== WHAT IS EXPECTED ==
Arrange every line of the entries below as a Markdown table with two columns, "No." for the row number and "Text" for the line itself. Omit blank lines and leave the pictures out of the table.
################
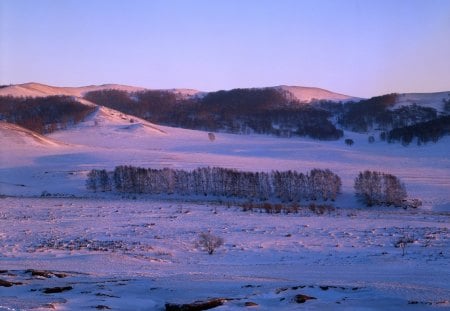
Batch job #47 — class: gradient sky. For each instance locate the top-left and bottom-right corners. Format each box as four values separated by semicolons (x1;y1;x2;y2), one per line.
0;0;450;97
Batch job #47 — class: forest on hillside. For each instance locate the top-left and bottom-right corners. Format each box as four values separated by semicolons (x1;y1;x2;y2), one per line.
86;166;342;202
0;96;96;134
85;88;343;140
85;88;449;145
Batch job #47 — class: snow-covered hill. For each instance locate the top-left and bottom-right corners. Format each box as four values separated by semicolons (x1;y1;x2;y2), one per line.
394;91;450;112
276;85;360;103
0;82;199;97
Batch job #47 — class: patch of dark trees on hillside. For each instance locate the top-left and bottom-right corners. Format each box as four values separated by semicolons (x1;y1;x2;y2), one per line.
################
== RESPONSE FOR THIS EXERCISE ==
| No. | Text |
|---|---|
| 1 | Batch job #47 — class: gradient sky. For each instance locate the top-left and bottom-right corners. Format each box as four values separated by semicolons (x1;y1;x2;y2), one per line. |
| 2 | 0;0;450;97 |
| 3 | Batch job #47 — class: forest on hillside. For each instance locate the top-left and bottom-right corners. Format each box as four values separated by semicolons (x1;y1;x2;y2), one per line. |
| 4 | 86;166;342;202 |
| 5 | 0;96;96;134 |
| 6 | 85;88;343;140 |
| 7 | 85;88;449;145 |
| 8 | Batch job #47 — class: snow-covered hill. For each instance locate the top-left and bottom-right corners. Format each box as four values separated by semicolons (x1;y1;x2;y2), one per line. |
| 9 | 394;91;450;112 |
| 10 | 276;85;360;103 |
| 11 | 0;82;199;97 |
| 12 | Batch job #47 — class: patch of dark trees on hillside. For each instance locate the top-left and bottom-right corners. Format each box as four values separated by semicolons (x1;y1;x2;y2), one per line. |